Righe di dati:
*-*-*
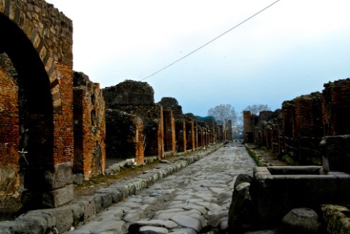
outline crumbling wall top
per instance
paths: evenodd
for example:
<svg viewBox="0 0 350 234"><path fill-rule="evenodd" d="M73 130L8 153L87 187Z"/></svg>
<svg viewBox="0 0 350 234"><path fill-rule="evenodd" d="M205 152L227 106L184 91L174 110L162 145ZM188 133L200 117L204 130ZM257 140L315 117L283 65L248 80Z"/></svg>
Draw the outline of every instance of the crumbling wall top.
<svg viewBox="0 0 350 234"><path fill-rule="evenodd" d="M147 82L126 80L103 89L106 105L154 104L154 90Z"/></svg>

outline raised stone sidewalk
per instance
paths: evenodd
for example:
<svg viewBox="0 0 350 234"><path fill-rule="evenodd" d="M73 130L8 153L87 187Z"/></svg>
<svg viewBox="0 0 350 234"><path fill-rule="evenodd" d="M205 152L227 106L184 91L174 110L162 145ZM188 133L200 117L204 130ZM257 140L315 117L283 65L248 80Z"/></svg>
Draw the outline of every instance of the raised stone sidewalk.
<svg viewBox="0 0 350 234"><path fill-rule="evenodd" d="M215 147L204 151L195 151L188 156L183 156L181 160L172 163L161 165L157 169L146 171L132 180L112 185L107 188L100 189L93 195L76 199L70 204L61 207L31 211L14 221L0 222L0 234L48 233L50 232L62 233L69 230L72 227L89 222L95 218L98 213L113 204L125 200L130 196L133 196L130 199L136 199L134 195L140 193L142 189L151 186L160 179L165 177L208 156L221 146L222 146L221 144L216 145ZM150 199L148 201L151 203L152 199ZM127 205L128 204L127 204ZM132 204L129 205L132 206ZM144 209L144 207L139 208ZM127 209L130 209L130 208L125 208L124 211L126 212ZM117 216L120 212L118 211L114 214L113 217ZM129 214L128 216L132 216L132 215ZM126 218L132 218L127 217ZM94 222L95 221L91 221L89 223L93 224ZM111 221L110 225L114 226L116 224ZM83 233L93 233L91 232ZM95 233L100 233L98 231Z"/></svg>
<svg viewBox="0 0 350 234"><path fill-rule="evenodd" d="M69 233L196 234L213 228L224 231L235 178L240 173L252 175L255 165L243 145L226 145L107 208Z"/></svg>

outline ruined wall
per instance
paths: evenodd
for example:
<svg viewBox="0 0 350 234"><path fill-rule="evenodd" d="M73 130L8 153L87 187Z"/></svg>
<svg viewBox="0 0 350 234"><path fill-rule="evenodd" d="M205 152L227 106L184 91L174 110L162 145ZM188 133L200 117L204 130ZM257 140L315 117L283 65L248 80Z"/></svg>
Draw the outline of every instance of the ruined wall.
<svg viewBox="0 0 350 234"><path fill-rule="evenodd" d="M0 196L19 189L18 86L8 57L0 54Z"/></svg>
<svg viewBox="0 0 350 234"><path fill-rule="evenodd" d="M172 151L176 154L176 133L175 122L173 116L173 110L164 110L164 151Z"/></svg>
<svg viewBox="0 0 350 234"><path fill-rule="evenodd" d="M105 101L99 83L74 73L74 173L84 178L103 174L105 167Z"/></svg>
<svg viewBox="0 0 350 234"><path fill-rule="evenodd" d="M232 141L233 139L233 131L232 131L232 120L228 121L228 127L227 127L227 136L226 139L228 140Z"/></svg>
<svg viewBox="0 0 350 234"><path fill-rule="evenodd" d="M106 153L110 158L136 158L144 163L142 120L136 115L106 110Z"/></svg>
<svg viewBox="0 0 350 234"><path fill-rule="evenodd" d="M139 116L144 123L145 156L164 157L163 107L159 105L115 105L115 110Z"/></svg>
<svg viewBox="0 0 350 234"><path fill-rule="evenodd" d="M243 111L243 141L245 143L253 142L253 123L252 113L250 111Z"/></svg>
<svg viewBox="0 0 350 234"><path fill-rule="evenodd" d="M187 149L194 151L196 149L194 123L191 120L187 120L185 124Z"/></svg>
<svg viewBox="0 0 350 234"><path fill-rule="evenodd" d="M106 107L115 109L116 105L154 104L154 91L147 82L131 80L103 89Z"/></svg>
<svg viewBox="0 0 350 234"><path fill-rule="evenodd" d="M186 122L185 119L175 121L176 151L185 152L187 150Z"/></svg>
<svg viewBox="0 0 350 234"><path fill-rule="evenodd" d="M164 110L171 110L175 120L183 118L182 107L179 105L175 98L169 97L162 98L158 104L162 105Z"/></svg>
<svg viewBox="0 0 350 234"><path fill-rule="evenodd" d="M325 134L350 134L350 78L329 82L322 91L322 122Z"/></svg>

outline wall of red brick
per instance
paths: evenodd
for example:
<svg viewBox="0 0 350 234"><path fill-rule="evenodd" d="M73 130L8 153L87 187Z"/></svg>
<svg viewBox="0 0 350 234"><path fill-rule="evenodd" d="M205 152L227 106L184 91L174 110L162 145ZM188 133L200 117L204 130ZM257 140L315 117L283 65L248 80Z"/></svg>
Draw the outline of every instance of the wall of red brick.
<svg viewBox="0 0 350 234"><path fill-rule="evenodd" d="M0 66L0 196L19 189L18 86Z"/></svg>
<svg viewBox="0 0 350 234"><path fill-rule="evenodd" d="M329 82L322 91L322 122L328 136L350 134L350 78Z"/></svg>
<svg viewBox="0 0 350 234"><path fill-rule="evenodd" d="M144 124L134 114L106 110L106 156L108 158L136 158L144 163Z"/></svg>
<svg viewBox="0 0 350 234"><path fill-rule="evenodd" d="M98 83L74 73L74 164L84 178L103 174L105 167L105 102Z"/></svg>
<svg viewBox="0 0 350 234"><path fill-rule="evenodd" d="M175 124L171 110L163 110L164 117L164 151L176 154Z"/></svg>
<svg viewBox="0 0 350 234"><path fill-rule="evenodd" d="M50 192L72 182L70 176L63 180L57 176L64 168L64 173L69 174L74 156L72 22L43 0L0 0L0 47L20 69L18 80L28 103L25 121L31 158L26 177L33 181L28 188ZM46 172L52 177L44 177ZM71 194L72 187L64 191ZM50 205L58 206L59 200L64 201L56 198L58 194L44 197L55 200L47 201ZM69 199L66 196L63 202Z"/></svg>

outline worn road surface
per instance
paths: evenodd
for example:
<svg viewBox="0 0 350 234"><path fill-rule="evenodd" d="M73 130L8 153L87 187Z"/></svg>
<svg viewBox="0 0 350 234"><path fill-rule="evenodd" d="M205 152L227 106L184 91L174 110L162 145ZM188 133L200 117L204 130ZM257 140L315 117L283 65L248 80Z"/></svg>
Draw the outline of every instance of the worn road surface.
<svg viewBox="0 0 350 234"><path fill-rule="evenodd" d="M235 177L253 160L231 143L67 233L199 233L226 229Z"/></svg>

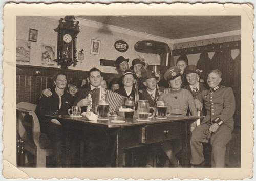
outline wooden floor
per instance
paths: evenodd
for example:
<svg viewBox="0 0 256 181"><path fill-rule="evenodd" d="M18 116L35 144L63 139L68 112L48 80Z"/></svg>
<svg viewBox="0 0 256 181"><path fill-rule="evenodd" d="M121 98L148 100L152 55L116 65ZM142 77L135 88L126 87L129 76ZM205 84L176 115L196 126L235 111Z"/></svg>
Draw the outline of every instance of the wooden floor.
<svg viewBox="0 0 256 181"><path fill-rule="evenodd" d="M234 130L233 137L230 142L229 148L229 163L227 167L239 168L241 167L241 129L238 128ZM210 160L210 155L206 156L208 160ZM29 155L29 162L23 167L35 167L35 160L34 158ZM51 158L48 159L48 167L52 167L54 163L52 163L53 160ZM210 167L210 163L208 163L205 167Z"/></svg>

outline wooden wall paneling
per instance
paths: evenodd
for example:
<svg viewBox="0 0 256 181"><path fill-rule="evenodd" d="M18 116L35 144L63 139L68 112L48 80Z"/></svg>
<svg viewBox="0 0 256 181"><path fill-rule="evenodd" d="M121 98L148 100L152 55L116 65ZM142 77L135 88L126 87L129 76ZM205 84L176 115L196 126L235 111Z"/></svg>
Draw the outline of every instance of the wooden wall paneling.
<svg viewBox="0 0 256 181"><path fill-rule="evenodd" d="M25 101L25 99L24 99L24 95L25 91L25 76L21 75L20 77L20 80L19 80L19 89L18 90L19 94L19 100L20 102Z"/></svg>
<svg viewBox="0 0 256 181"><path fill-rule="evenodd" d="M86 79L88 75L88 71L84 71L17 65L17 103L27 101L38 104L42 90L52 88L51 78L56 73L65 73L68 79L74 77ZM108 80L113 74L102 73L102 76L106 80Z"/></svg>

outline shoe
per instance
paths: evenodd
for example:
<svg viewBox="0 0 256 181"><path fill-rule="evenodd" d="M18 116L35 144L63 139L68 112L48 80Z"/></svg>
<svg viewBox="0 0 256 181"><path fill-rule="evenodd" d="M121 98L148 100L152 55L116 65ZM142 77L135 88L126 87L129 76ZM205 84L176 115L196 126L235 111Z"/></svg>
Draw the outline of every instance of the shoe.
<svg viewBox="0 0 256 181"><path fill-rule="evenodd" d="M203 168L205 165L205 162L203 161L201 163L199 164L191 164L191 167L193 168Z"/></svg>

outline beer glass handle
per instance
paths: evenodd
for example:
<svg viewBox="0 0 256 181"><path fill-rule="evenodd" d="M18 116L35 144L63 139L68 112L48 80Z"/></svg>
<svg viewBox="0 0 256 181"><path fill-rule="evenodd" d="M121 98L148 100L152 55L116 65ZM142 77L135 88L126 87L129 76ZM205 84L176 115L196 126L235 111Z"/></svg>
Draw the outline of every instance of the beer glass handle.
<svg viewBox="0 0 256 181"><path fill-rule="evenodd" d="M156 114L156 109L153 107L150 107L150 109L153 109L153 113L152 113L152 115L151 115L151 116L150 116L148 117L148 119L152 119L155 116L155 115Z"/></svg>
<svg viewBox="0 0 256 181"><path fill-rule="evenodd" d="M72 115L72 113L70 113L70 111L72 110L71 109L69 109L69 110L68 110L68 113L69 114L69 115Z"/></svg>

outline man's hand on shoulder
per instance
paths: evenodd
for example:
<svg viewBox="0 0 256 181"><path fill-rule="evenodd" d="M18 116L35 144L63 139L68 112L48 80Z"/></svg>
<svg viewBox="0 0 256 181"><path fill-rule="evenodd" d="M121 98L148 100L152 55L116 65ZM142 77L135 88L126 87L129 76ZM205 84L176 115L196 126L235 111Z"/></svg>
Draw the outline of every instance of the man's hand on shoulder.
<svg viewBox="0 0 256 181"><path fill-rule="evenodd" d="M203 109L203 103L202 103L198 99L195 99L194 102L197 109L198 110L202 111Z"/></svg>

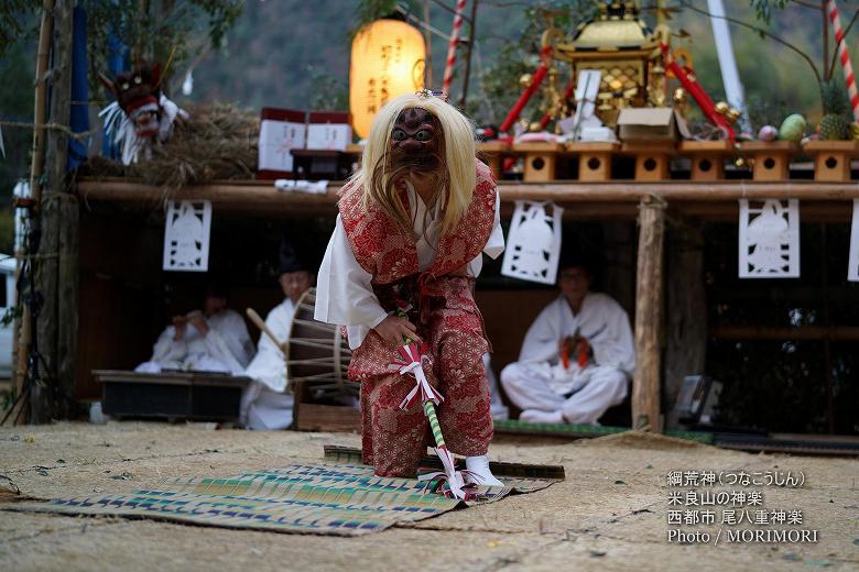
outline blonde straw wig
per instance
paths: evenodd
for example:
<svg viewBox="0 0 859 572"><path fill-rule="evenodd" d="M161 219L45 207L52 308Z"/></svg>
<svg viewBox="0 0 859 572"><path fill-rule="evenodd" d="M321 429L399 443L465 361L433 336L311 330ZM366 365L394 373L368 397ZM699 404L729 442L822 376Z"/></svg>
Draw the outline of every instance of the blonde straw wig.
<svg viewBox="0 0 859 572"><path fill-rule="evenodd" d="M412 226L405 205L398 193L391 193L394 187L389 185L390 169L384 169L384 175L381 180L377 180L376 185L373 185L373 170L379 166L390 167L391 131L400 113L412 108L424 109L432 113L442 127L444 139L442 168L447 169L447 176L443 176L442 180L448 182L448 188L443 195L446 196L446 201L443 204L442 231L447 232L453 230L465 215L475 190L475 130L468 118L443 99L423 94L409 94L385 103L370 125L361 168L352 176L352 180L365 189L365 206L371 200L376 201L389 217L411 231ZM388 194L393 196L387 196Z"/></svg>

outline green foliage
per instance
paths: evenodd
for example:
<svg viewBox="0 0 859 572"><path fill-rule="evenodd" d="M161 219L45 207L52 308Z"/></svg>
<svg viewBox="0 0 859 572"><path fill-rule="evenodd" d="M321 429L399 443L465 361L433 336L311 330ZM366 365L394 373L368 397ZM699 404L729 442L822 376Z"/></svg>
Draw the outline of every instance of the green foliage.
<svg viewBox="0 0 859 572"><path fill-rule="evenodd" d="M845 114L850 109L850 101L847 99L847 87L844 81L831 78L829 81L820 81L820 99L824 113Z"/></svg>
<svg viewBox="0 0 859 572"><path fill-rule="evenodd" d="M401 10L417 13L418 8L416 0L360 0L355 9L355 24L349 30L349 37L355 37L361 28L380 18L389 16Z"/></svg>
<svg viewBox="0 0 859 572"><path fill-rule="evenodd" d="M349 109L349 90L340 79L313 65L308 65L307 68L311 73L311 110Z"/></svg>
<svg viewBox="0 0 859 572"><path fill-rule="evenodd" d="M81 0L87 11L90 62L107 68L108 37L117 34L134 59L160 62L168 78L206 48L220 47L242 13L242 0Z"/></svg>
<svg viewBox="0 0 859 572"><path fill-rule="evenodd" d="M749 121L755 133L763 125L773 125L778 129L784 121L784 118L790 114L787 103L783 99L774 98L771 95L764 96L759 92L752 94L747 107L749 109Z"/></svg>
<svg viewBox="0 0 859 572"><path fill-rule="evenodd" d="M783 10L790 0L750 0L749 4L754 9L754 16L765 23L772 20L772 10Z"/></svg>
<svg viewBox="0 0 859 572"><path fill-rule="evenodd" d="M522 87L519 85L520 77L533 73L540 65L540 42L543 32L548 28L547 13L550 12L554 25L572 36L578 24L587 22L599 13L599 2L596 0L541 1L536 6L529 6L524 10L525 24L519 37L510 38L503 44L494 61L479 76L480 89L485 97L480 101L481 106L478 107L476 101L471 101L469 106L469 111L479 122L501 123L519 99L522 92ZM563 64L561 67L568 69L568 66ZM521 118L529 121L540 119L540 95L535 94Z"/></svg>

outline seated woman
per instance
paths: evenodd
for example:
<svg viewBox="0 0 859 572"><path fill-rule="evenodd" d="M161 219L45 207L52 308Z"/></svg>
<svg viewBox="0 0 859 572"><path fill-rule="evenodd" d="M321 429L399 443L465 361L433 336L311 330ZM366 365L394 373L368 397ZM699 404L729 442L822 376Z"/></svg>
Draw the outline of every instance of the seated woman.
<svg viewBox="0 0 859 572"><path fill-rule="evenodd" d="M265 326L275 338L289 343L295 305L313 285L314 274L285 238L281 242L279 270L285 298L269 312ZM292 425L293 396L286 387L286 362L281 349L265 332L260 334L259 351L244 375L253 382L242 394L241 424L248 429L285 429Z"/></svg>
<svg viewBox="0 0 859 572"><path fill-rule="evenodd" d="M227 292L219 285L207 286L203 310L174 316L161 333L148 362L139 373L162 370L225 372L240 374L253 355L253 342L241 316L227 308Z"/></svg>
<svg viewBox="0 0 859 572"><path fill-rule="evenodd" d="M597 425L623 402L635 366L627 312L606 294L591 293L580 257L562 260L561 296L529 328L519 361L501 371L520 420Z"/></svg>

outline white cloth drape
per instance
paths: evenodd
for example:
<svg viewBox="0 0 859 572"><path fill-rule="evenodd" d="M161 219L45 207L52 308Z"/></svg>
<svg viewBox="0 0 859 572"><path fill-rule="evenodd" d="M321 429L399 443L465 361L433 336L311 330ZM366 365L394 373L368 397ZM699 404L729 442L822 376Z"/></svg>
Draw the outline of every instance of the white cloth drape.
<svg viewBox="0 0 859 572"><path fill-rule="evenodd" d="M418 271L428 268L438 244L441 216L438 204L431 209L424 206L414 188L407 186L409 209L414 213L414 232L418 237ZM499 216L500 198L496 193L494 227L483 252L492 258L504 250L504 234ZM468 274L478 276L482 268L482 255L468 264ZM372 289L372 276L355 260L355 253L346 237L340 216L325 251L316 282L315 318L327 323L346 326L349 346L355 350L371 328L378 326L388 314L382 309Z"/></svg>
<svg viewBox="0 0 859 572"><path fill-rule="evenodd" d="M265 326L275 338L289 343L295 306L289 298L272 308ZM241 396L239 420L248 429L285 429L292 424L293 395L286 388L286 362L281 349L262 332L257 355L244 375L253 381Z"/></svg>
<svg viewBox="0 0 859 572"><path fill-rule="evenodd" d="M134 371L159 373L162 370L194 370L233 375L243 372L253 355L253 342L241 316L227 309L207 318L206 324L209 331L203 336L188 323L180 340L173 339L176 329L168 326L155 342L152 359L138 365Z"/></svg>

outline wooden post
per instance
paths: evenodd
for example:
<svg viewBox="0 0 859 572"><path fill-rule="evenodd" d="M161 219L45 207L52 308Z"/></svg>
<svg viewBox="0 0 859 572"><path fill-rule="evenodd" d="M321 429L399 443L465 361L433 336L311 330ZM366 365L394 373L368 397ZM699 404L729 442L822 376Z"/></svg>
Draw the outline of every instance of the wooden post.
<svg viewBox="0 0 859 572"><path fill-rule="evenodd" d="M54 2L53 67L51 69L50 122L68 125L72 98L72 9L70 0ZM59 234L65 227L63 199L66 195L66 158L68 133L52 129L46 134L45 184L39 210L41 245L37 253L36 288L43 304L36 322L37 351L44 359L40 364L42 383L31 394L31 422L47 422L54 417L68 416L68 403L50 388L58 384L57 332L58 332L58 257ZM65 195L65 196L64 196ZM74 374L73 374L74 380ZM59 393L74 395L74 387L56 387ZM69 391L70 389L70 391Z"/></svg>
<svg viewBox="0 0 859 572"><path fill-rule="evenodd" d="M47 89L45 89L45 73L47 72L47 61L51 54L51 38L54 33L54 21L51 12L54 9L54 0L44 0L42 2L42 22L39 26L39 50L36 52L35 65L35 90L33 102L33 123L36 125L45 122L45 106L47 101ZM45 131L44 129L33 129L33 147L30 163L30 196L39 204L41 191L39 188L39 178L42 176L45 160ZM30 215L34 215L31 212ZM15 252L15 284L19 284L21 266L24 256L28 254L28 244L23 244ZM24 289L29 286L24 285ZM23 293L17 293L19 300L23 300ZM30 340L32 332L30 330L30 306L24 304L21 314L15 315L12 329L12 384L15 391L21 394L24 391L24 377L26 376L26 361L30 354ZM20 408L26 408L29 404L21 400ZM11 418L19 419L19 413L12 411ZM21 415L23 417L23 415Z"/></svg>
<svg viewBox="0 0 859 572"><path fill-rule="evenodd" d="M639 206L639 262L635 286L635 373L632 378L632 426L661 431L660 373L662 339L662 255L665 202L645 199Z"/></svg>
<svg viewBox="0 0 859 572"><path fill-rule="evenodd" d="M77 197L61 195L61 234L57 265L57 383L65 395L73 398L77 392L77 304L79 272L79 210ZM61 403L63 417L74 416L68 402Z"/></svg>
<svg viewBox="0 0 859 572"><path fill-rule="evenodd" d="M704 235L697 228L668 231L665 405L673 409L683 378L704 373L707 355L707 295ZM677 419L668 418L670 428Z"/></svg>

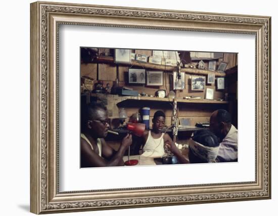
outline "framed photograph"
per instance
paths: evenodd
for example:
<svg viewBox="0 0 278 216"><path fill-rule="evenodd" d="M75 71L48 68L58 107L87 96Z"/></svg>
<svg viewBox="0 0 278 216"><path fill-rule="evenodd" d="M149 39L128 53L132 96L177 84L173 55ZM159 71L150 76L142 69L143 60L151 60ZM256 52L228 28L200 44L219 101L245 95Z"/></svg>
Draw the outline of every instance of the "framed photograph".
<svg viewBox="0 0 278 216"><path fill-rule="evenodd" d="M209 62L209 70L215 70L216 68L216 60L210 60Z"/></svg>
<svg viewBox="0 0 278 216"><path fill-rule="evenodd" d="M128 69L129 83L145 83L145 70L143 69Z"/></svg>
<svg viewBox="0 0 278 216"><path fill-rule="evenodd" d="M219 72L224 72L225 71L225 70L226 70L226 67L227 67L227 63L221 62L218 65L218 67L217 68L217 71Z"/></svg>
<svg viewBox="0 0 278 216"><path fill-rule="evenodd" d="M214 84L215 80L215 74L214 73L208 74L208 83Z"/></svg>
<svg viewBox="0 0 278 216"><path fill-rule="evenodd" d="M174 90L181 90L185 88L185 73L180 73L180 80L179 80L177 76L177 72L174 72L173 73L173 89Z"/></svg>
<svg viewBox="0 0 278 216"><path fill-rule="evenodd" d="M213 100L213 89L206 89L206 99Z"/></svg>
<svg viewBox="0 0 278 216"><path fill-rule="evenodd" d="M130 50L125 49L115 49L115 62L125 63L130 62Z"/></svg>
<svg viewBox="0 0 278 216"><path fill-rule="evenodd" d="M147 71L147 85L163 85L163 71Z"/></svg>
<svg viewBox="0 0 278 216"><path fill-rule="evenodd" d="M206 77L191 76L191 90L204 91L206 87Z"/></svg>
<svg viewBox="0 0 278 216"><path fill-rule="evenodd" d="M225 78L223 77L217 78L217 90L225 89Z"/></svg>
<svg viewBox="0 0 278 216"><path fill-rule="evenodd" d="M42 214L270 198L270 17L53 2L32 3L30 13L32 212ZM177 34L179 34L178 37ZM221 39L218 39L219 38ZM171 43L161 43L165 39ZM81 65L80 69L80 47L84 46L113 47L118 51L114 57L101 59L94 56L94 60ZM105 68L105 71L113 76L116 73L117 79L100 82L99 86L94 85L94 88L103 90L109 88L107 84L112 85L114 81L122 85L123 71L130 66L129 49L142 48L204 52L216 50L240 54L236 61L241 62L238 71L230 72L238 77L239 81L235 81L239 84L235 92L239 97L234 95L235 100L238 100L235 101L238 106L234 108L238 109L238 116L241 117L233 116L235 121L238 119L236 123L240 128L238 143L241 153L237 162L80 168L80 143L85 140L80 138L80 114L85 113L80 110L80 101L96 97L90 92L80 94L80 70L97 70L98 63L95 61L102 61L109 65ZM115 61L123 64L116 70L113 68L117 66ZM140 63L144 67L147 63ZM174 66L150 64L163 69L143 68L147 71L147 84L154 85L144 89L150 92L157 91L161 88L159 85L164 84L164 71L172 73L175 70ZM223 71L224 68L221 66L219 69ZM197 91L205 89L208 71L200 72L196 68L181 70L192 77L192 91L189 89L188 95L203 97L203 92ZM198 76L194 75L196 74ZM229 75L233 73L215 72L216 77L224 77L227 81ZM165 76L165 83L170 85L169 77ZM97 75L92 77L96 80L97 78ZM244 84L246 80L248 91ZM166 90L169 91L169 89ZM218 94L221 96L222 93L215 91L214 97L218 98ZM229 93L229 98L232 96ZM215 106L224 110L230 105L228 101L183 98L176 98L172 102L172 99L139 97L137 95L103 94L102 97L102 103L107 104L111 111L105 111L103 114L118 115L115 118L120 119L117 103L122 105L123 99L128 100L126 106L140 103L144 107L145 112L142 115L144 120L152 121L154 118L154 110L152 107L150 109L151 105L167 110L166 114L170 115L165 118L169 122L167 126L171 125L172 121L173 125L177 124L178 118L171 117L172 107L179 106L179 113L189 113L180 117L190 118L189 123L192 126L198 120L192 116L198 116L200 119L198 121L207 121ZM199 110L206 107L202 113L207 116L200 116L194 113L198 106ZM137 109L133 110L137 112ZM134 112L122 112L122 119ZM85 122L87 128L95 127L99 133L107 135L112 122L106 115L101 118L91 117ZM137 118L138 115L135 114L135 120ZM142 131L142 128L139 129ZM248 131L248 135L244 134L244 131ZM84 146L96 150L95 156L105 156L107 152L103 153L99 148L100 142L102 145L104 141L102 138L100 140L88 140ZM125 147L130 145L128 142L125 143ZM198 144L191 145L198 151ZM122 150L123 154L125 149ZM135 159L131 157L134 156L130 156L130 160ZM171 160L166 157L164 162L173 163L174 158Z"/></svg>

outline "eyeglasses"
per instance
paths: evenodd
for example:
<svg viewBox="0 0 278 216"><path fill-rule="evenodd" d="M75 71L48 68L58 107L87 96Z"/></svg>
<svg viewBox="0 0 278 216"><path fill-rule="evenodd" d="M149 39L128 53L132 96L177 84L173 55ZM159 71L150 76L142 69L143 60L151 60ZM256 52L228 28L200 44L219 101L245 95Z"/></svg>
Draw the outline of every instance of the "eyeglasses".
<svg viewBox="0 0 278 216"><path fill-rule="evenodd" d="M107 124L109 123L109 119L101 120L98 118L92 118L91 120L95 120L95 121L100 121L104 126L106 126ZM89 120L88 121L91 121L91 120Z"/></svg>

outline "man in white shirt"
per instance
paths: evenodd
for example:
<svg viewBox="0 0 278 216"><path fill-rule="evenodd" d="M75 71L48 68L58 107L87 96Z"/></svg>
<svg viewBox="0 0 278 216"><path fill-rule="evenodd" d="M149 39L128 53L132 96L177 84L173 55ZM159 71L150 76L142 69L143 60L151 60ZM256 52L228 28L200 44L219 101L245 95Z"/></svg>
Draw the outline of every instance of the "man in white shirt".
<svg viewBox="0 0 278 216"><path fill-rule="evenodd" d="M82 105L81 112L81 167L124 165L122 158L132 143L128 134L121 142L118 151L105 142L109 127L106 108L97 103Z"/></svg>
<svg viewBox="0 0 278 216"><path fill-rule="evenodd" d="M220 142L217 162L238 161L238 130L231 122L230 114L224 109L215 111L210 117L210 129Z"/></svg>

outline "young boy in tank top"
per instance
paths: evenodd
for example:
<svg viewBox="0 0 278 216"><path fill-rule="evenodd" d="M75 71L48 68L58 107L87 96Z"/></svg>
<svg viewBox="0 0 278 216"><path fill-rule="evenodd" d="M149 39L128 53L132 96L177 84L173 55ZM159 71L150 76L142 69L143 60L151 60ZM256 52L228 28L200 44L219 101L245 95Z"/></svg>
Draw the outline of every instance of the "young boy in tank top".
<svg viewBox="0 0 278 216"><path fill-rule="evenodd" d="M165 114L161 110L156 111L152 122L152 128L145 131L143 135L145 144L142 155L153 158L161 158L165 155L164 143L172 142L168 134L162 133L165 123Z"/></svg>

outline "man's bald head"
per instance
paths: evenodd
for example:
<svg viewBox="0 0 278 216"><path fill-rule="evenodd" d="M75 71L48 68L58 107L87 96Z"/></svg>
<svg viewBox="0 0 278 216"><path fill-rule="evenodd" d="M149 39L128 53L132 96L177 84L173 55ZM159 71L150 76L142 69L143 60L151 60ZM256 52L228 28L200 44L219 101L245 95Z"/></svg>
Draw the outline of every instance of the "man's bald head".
*-*-*
» **Compito da svolgere**
Riporta identiche le righe dei record, dall'inizio fino alla riga che contiene "233L196 234L213 228L224", estremi compresi. Lascia fuori le immagini.

» **Risposta attesa**
outline crumbling wall top
per instance
paths: evenodd
for example:
<svg viewBox="0 0 350 234"><path fill-rule="evenodd" d="M73 130L8 153L87 187Z"/></svg>
<svg viewBox="0 0 350 234"><path fill-rule="evenodd" d="M205 152L227 106L184 91L174 110L162 145ZM188 133L200 117L204 130ZM257 140L315 117L283 65L248 80Z"/></svg>
Draw the outline of every instance of the crumbling wall top.
<svg viewBox="0 0 350 234"><path fill-rule="evenodd" d="M147 82L126 80L103 89L106 105L154 104L154 90Z"/></svg>

outline raised stone sidewalk
per instance
paths: evenodd
for example:
<svg viewBox="0 0 350 234"><path fill-rule="evenodd" d="M73 130L8 153L87 187Z"/></svg>
<svg viewBox="0 0 350 234"><path fill-rule="evenodd" d="M205 152L227 106L184 91L174 110L162 145ZM188 133L200 117L204 130ZM257 140L315 117L283 65L248 80Z"/></svg>
Draw the outline of every instance of the raised stone sidewalk.
<svg viewBox="0 0 350 234"><path fill-rule="evenodd" d="M215 147L204 151L195 151L188 156L183 156L181 160L172 163L161 165L157 169L146 171L132 180L112 185L107 188L100 189L93 195L76 199L70 204L61 207L31 211L14 221L0 222L0 234L48 233L50 232L62 233L69 230L72 227L89 222L95 218L98 213L113 204L125 200L130 196L133 196L130 199L136 199L134 195L140 193L142 189L151 186L160 179L165 177L208 156L221 146L222 146L221 144L216 145ZM150 199L148 201L151 203L152 199ZM127 205L128 204L127 204ZM132 204L129 205L132 206ZM144 209L144 207L139 208ZM127 209L130 209L130 208L125 208L124 211L126 212ZM117 216L120 212L118 211L114 214L113 217ZM129 214L128 216L132 216L132 215ZM126 218L132 218L127 217ZM94 222L95 221L91 221L89 223L93 224ZM111 221L110 225L114 226L116 224ZM83 233L93 233L91 232ZM95 233L100 233L98 231Z"/></svg>
<svg viewBox="0 0 350 234"><path fill-rule="evenodd" d="M69 233L196 234L213 228L224 231L235 178L240 173L252 175L255 165L243 145L226 145L107 208Z"/></svg>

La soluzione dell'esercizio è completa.